■ WHAT THIS TASK INVOLVES
Which lines in the records below contain the word "stripe" with matching case? Gather every such line.

■ THE INPUT
════════

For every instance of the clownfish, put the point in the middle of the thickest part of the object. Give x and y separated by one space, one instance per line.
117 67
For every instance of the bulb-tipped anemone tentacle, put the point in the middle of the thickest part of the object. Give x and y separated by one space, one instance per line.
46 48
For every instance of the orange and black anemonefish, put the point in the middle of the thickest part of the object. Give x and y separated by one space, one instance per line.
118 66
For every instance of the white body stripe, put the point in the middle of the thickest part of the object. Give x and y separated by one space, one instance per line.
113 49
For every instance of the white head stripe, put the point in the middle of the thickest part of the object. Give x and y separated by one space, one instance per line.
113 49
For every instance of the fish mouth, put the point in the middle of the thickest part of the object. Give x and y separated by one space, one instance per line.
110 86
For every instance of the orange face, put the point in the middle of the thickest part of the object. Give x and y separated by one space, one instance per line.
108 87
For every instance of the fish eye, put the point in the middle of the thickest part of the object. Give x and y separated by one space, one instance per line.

════════

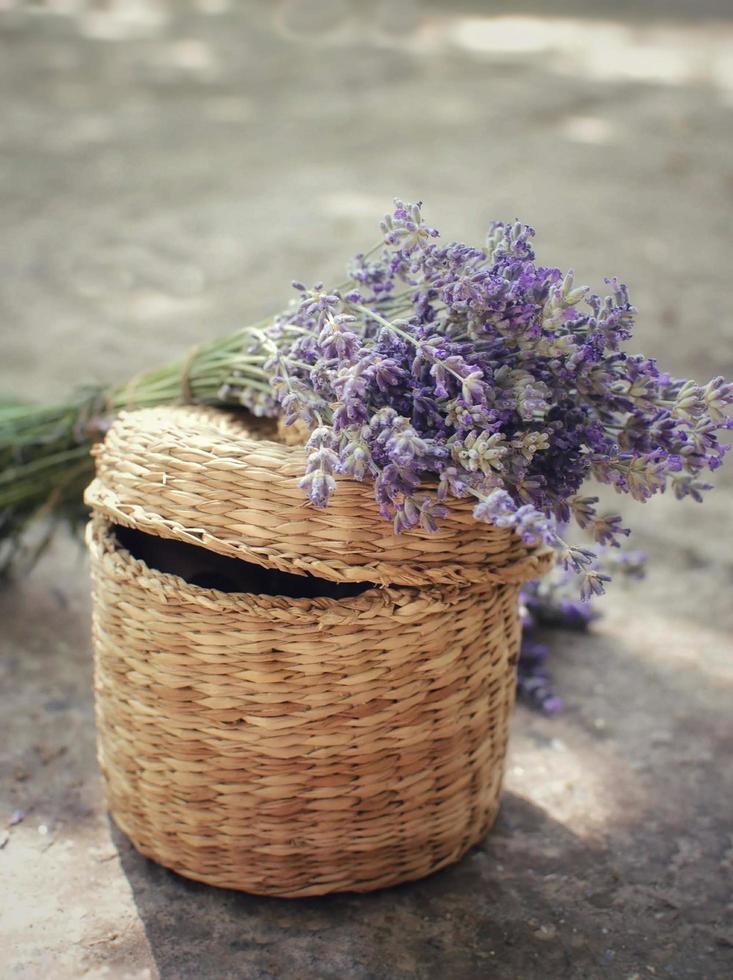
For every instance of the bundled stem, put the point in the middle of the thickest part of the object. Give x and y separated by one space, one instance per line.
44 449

════════

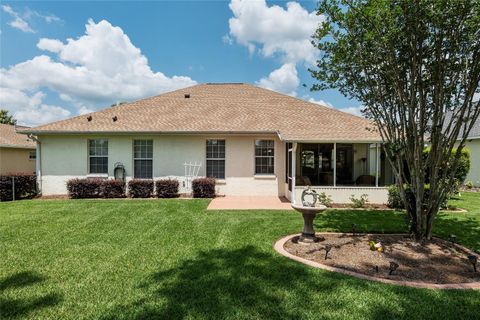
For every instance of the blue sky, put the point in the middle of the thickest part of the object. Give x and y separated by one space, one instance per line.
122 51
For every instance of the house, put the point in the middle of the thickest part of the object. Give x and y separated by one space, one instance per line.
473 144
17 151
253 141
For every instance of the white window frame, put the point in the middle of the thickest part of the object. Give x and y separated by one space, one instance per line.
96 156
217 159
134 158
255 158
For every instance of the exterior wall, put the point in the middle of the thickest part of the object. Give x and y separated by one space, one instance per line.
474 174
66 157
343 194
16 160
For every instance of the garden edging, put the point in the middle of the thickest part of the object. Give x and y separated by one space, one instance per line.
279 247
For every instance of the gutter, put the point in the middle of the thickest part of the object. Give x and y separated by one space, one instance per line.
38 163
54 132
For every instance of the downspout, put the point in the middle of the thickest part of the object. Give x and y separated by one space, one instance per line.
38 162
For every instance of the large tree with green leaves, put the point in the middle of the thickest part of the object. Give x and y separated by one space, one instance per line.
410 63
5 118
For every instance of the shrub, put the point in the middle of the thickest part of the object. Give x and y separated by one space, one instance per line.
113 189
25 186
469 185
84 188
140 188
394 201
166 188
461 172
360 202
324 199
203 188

════════

■ THE REPLY
For every instance of the white body stripe, put the point in the middle of the thickest part of the object. Give x and y separated by one space, one instance per line.
For every instance of the white head stripe, put the point in the middle of the thickest part of the object. Give x and y separated by one space, one instance per line.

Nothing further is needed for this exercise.